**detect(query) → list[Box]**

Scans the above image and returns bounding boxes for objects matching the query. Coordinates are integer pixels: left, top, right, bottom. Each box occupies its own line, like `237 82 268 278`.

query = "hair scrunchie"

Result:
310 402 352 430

- **Exercise task**
Rescale all the lines above. Repeat each one in full, requests included, and multiply every coordinate in the answers by 2.4, rounding to the nearest whole number with halves going up.

- **Task solution**
**detect(query) → list[Box]**

Scans the above image and returns bounding boxes for objects matching the query. Coordinates are integer pixels: left, top, right, bottom. Each box occupies its own line, like `237 82 268 278`.

query = "hair scrunchie"

Result:
744 965 845 1032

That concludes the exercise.